-- WORK REQUIRED --
Repeat the following entries verbatim, apart from the pictures.

╔══

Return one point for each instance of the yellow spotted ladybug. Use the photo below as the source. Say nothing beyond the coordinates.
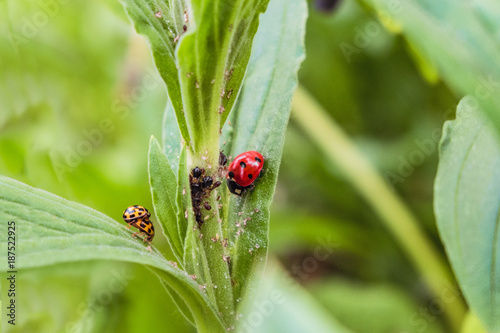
(138, 216)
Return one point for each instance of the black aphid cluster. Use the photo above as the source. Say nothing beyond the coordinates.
(201, 186)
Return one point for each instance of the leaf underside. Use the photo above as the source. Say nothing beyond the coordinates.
(54, 230)
(466, 201)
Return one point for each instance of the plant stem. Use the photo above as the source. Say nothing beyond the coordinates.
(356, 168)
(211, 231)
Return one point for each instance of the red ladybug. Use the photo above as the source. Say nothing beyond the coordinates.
(243, 171)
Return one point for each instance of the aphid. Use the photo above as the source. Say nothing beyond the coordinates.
(137, 216)
(222, 159)
(243, 171)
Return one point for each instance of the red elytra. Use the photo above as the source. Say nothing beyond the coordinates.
(245, 168)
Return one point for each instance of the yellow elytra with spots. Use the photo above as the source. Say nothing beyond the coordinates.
(138, 216)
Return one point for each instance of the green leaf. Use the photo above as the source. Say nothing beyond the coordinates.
(460, 41)
(472, 324)
(161, 22)
(164, 192)
(52, 230)
(385, 308)
(259, 123)
(212, 60)
(466, 201)
(281, 305)
(171, 137)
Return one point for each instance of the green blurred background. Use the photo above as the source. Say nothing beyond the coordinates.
(80, 98)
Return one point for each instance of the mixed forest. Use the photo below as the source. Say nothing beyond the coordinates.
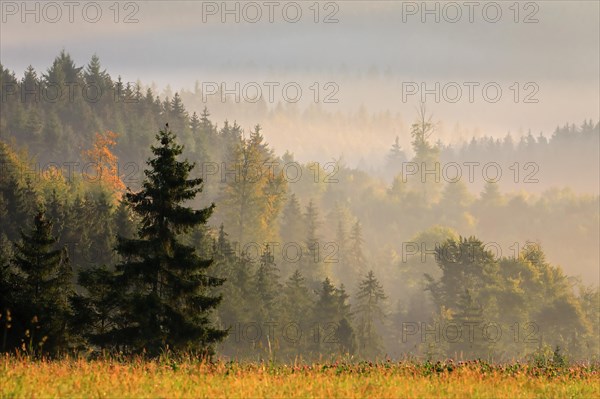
(132, 225)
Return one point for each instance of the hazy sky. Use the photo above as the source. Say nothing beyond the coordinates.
(372, 52)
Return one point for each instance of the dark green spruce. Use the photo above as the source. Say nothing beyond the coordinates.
(167, 304)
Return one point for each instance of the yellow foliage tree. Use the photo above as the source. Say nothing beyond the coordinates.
(104, 163)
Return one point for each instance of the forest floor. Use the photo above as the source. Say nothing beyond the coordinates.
(21, 377)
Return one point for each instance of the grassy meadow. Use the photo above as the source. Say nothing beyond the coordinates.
(22, 377)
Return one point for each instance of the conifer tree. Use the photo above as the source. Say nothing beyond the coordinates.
(41, 309)
(167, 300)
(369, 311)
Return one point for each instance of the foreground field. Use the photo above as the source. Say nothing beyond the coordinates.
(107, 378)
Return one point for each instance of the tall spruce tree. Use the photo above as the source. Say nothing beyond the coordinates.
(41, 308)
(369, 310)
(167, 303)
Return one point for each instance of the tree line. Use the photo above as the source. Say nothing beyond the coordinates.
(350, 292)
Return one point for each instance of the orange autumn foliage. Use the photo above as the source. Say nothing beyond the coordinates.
(103, 162)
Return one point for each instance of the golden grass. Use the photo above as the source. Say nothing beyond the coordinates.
(23, 378)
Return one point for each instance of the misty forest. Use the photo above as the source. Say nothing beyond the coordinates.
(139, 224)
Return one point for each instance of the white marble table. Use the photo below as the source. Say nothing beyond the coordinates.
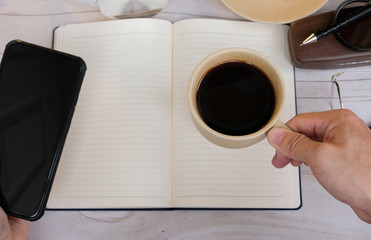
(321, 217)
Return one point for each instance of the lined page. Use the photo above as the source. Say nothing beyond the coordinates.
(206, 175)
(118, 149)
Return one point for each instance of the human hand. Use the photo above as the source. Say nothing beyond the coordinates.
(336, 145)
(12, 228)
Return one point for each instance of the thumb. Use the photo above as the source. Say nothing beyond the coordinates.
(294, 145)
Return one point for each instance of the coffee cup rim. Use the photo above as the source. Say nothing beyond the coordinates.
(254, 57)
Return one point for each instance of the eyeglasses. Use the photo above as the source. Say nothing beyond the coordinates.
(356, 36)
(352, 90)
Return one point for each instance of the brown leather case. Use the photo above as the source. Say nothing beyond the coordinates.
(328, 52)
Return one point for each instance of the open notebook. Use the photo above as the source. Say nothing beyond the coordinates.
(132, 143)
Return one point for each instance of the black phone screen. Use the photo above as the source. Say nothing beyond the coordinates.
(38, 92)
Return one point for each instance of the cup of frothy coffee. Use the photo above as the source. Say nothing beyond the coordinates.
(236, 95)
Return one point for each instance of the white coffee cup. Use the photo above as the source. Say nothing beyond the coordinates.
(258, 60)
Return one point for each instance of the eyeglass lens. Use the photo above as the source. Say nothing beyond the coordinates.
(358, 34)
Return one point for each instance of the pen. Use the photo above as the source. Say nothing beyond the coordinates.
(357, 15)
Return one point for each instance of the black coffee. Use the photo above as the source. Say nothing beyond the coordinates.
(235, 98)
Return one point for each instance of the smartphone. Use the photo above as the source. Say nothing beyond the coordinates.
(39, 88)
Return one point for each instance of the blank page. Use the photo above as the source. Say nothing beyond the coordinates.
(118, 150)
(206, 175)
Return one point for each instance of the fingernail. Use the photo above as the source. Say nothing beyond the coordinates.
(275, 136)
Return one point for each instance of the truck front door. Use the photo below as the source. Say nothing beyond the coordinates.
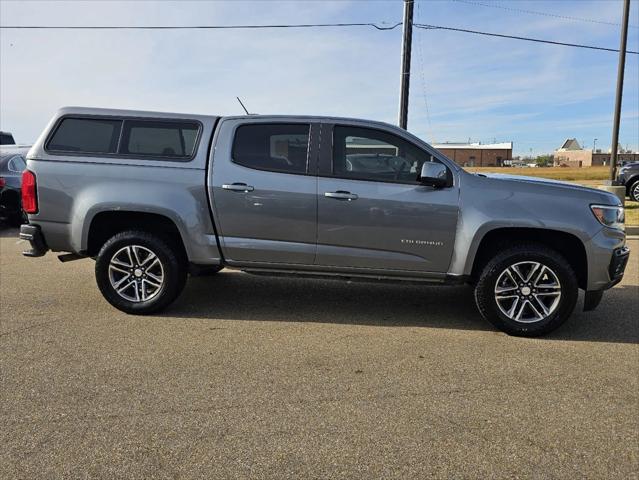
(264, 190)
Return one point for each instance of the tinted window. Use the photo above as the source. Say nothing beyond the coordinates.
(276, 147)
(86, 135)
(369, 154)
(159, 138)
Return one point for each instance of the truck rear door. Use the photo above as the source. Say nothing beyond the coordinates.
(264, 190)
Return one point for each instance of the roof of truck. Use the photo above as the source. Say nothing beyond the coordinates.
(154, 114)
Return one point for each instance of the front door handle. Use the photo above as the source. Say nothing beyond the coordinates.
(341, 195)
(238, 187)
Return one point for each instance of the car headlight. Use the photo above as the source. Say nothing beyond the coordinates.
(609, 215)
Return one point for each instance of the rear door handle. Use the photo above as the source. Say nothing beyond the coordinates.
(341, 195)
(238, 187)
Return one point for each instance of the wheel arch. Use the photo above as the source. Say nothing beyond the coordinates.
(105, 224)
(567, 244)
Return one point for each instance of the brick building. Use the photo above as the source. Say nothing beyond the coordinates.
(571, 154)
(477, 154)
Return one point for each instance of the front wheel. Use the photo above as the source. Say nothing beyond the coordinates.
(139, 273)
(528, 290)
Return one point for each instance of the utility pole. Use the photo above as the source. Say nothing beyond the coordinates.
(620, 72)
(404, 82)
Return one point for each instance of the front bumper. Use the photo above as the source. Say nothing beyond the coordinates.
(618, 264)
(33, 235)
(616, 269)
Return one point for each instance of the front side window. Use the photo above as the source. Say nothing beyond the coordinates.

╚══

-- WRITTEN RESPONSE --
Return one point for each instance of the yellow spotted ladybug. Use the photo below as the source. Say nothing beyond the coordinates.
(138, 216)
Return one point for each instance of the black aphid cluster. Use the photo above as the source. Say nothing beyond the coordinates.
(201, 186)
Return one point for each instance of the leaf underside. Use the photo above as the source. Say nothing beyond the coordinates.
(54, 230)
(466, 201)
Return one point for each instance of the plant stem. Use the photo above as the source. Say nothing beyond the coordinates.
(356, 168)
(211, 231)
Return one point for each instance of the red ladybug. Use the photo above as the source. Say nothing beyond the coordinates.
(243, 171)
Return one point for each instance of the aphid. Use the photo above as the source. Say nothing beyond the coordinates.
(137, 216)
(222, 159)
(243, 171)
Return one point for each instance of the red elytra. Use the photo above as the source. Say nothing beyond the coordinates.
(245, 168)
Return one point for each instance of the yellow elytra with spots. Use the photo above as the source. Say nothing beyond the coordinates.
(138, 216)
Return one point for each instance of the green leaf. Use the photo above as the source. Say nothing beyond the coordinates.
(460, 41)
(472, 324)
(161, 22)
(164, 192)
(52, 230)
(385, 308)
(259, 123)
(212, 60)
(466, 201)
(281, 305)
(171, 137)
Return one point for each instance of the green blurred background. Use the photo above as the source. Say nothing beyond the coordinates.
(80, 98)
Return one point for each instance of the mixed forest. Use the photo below as the source. Say nothing beyond the coordinates.
(132, 225)
Return one point for each instance of the hazy sky. Use the photo above as the source. Say nothing beyond the coordinates.
(372, 52)
Return one point for each instance of the dark green spruce. Use the photo above as the source. Say nothing beyond the coordinates.
(167, 304)
Return one point for each instance of the yellow foliage tree. Use the photo above as the source. Say nothing beyond the coordinates.
(104, 163)
Return one point for each instance of the forest floor. Use the photo above as the source. Say nothing beyond the coordinates.
(21, 377)
Return one point for each instance of the grassy meadow. Use the photo above as the source. Say nothing beyond the coordinates.
(22, 377)
Return one point for each instance of the conifer tree. Use the photo above as the source. Say nothing beyond the coordinates.
(41, 309)
(167, 300)
(369, 311)
Return one point for each instance of the foreground field. Use the photo above as the source. Say nothing beyond the coordinates.
(107, 378)
Return one point for each instance of the tall spruce tree. Use the photo above as the source. Say nothing beyond the coordinates.
(41, 308)
(369, 310)
(167, 303)
Return one point for each instance of the tree line. Use the photo above as the source. Say nothing beyond the coordinates.
(350, 292)
Return one point for each instance of the orange autumn foliage. Use the photo above as the source. Say nothing beyond the coordinates.
(103, 162)
Return one point for each instance of the golden grass. Use the photo above as the source. Say nothing beyond the coordinates.
(23, 378)
Return one point for each instance of the misty forest. Use the photo above as the source. Say nothing beyond the coordinates.
(139, 224)
Return one point for each instance of the white marble table. Use the photo below as the source. Say nothing beyond the coordinates.
(321, 217)
Return one point for each instance of the lined page. Use the photo above as the source. Say nothing beyond the coordinates.
(206, 175)
(118, 149)
Return one point for each instance of the human hand. Use the photo above as the source. Say nothing beyond the coordinates.
(336, 145)
(12, 228)
Return one point for each instance of the thumb. Use the photo above as the source. Say nothing beyond the coordinates.
(294, 145)
Return one point for each instance of the coffee cup rim. Use the photo above as the source. Say nothing beyond the coordinates.
(254, 57)
Return one point for each instance of the eyeglasses. Use the photo above as the source. Say nothing beyond the coordinates.
(356, 36)
(352, 90)
Return one point for each instance of the brown leather case. Use the photo above as the source. Say nothing beyond the coordinates.
(328, 52)
Return one point for each instance of the open notebook. Use the photo above as the source. Say nothing beyond the coordinates.
(132, 143)
Return one point for each instance of the black phone screen. Use the photo above as the source. Say nothing beyond the coordinates.
(38, 92)
Return one point for each instance of the cup of frothy coffee. Use the photo above as the source. Say nothing beyond the coordinates.
(236, 95)
Return one point for each instance of the white coffee cup. Use the photo above as the source. Say nothing beyond the coordinates.
(258, 60)
Return one point for each instance of the eyeglass lens. Use the photo above as the source. Say nothing beyond the coordinates.
(358, 34)
Return one point for each instance of the pen. Use the photo above as the source. Say nothing beyond the coordinates.
(357, 15)
Return one point for each instance of the black coffee. Use the photo above as the source. Say nothing beyond the coordinates.
(235, 98)
Return one point for each instance of the smartphone. Use the photo above as the source. Say nothing beyond the coordinates.
(39, 88)
Return one point for each instance of the blank page. Use the photo above as the source. Say nothing beyond the coordinates.
(118, 150)
(206, 175)
Return one point for each instance of the fingernail. Use the photo above as the source. Say nothing beyond the coordinates.
(275, 136)
Return one point for each instance of the truck front door. Use the photo below as the source. Say nothing beyond the coordinates.
(264, 190)
Return one point for each instance of the tinted window. Use the photo above as the source. Say nothing beyond the coordinates.
(276, 147)
(86, 135)
(369, 154)
(159, 138)
Return one point for each instance of the truck rear door. Use the photo above as the source. Say nothing beyond the coordinates.
(264, 190)
Return one point for each instance of the roof of truck. Use the photo above as the source. Say nothing beyond the coordinates.
(154, 114)
Return one point for each instance of the front door handle. Use the photo above as the source. Say nothing beyond the coordinates.
(341, 195)
(238, 187)
Return one point for each instance of the car headlight. Use the photo above as the source. Say nothing beyond the coordinates.
(609, 215)
Return one point for each instance of the rear door handle. Use the photo above as the source. Say nothing beyond the coordinates.
(341, 195)
(238, 187)
Return one point for each instance of the wheel arch. Use the photo above as the source. Say nothing beyond the coordinates.
(105, 224)
(567, 244)
Return one point for each instance of the brick building. Use the photo above as the source. Say nothing beyond the coordinates.
(571, 154)
(477, 154)
Return one point for each instance of the front wheel. Use the photo above as the source. Say nothing beyond the coordinates.
(139, 273)
(528, 290)
Return one point for each instance of the utility pole. Use the photo above as the source. Say nothing beyond the coordinates.
(620, 72)
(404, 82)
Return one point for each instance of the front bumper. Use the photo above as the source. Say nothing beyond the coordinates.
(618, 264)
(33, 235)
(616, 269)
Return one point for each instance of the front side window. Use the photo above as the source. Say nothing beyond the coordinates.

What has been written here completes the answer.